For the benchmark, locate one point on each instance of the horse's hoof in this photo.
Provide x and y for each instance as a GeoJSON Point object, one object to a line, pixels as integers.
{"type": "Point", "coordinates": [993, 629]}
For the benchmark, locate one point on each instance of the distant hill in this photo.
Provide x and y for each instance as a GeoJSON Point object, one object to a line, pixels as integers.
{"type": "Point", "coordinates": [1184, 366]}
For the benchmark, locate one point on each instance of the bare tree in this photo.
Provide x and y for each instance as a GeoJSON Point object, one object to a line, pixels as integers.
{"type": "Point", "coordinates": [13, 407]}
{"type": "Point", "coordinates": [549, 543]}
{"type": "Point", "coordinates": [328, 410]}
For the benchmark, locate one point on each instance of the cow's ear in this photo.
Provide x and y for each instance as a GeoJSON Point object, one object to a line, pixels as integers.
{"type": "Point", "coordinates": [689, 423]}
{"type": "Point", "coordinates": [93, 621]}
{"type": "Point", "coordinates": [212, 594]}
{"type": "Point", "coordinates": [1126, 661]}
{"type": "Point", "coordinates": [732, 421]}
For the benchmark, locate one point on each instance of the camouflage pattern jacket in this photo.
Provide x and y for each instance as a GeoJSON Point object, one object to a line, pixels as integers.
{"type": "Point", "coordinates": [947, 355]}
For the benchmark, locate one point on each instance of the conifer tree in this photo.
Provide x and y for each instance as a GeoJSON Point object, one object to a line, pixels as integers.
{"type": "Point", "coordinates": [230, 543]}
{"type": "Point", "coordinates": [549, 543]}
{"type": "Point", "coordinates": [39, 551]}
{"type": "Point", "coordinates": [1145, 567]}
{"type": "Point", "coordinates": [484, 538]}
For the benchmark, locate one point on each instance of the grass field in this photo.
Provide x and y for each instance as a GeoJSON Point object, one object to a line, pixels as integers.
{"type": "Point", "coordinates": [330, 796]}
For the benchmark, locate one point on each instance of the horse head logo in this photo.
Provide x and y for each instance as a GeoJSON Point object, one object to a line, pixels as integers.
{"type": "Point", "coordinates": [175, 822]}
--
What is expected → Reproduce the listing above verbatim, keeping every line in its original order.

Answer to this task →
For the benchmark, locate one point on each instance of the horse's hoof in this photo.
Provide x and y for each instance as a GeoJSON Point object, one object to a line, pixels as integers.
{"type": "Point", "coordinates": [993, 629]}
For the benchmark, locate one point on each instance of the distant hill in this photo.
Provide x and y for each instance as a GeoJSON Point object, one object to a line, pixels as integers.
{"type": "Point", "coordinates": [1184, 366]}
For the benchmark, locate one point on each instance of the bare tree in this photo.
Provide x and y for each instance as a GeoJSON Point object, one object to a line, pixels as integers.
{"type": "Point", "coordinates": [13, 407]}
{"type": "Point", "coordinates": [549, 543]}
{"type": "Point", "coordinates": [328, 410]}
For the benchmark, locate one point on each instance of the cow's ear in this photo.
Provide x and y for each instance as a GeoJSON Point object, one object to a line, pixels as integers.
{"type": "Point", "coordinates": [689, 423]}
{"type": "Point", "coordinates": [93, 621]}
{"type": "Point", "coordinates": [212, 594]}
{"type": "Point", "coordinates": [1126, 661]}
{"type": "Point", "coordinates": [732, 421]}
For the benchmark, locate one point on each instance of the camouflage pattern jacket in this photo.
Provide x and y for each instance as a GeoJSON Point object, one object to a line, pixels as integers.
{"type": "Point", "coordinates": [947, 355]}
For the benchmark, locate one point on each instance of the conifer tree in this photo.
Provide x and y for each instance as a GeoJSON Point object, one object to a line, pixels as integers.
{"type": "Point", "coordinates": [230, 543]}
{"type": "Point", "coordinates": [549, 543]}
{"type": "Point", "coordinates": [39, 551]}
{"type": "Point", "coordinates": [1145, 567]}
{"type": "Point", "coordinates": [484, 538]}
For the benchmark, locate one point on each instance of the grass field in this photo.
Provide x and y for each instance as a GeoJSON Point object, one object to a line, pixels as integers.
{"type": "Point", "coordinates": [330, 796]}
For the benchmark, locate one point on each instance of the horse head logo in this photo.
Provide x and y for each instance as a GeoJSON Point object, one object to a line, pixels as integers.
{"type": "Point", "coordinates": [175, 822]}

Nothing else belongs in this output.